====== Page extract
Out of court

Evidence shows lawyers are leaving the legal profession. Unfulfilled, tired of conflict, many seek a new simplicity ...

April 17, 2000

It took eight years for Richard Stubbs to toil his way up law-firm hierarchies to reach the brass ring of partnership.

Fifteen months after that, he quit.

"It was certainly better than being an associate, but there was a sense of, what now? The idea of being able to keep learning didn't seem to be there," he says.

It is a common refrain of dissatisfied lawyers, who rise steadily up the ladder but ache for something more. (Some high-tech workers, too, find something lacking, see page 15.)

With the economy flourishing and professionals in demand, lawyers have more options than ever. Many who would once have feared abandoning the safe harbor of their prestigious firms - let alone leaving their profession - are now plunging into a vast range of alternatives.

Mr. Stubbs is one of many being lured to an Internet start-up. In February, he took a 25 percent pay cut to join bemany.com, a fledgling online company that peddles utilities at cut-rate prices.
============
====== Supplied data
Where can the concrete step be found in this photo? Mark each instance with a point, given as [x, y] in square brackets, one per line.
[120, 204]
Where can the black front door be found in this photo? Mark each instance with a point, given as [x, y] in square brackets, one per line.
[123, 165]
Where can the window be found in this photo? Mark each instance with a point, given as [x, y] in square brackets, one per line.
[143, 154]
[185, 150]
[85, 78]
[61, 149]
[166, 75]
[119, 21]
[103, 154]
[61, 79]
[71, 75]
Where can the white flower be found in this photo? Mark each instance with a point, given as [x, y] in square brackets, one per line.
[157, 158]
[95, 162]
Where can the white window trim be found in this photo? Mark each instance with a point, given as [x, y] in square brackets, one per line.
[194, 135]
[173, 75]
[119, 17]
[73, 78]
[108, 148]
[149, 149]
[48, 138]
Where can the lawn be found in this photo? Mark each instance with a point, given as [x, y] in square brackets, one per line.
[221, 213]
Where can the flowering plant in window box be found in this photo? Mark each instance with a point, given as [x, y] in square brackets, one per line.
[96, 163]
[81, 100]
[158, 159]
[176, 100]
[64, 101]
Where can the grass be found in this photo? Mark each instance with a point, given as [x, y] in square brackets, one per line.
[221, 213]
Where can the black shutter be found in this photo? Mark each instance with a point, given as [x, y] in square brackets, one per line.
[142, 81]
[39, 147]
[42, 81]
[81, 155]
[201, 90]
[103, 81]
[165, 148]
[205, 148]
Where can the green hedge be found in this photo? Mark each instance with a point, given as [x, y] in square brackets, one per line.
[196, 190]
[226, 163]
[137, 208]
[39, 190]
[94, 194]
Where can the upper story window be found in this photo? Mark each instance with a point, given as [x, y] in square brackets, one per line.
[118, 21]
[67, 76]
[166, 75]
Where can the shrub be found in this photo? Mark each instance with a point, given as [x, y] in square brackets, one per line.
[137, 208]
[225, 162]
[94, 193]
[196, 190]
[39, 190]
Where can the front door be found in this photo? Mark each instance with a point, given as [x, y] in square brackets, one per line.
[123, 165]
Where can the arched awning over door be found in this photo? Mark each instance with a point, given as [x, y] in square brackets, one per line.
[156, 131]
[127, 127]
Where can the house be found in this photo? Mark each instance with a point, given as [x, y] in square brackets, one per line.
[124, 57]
============
» **Tasks to perform**:
1. According to the article on lawyers leaving the legal profession, why do lawyers now have more options than ever? Answer in one or two sentences.
2. Echo the part of the article on lawyers leaving the legal profession starting at "It took eight" and ending at "range of alternatives.".
The listing is separate material, unrelated to the article on lawyers leaving the legal profession.

» **Responses for each task**:
1. Lawyers have more options than ever because the economy is flourishing and professionals are in demand.

2.
It took eight years for Richard Stubbs to toil his way up law-firm hierarchies to reach the brass ring of partnership.

Fifteen months after that, he quit.

"It was certainly better than being an associate, but there was a sense of, what now? The idea of being able to keep learning didn't seem to be there," he says.

It is a common refrain of dissatisfied lawyers, who rise steadily up the ladder but ache for something more. (Some high-tech workers, too, find something lacking, see page 15.)

With the economy flourishing and professionals in demand, lawyers have more options than ever. Many who would once have feared abandoning the safe harbor of their prestigious firms - let alone leaving their profession - are now plunging into a vast range of alternatives.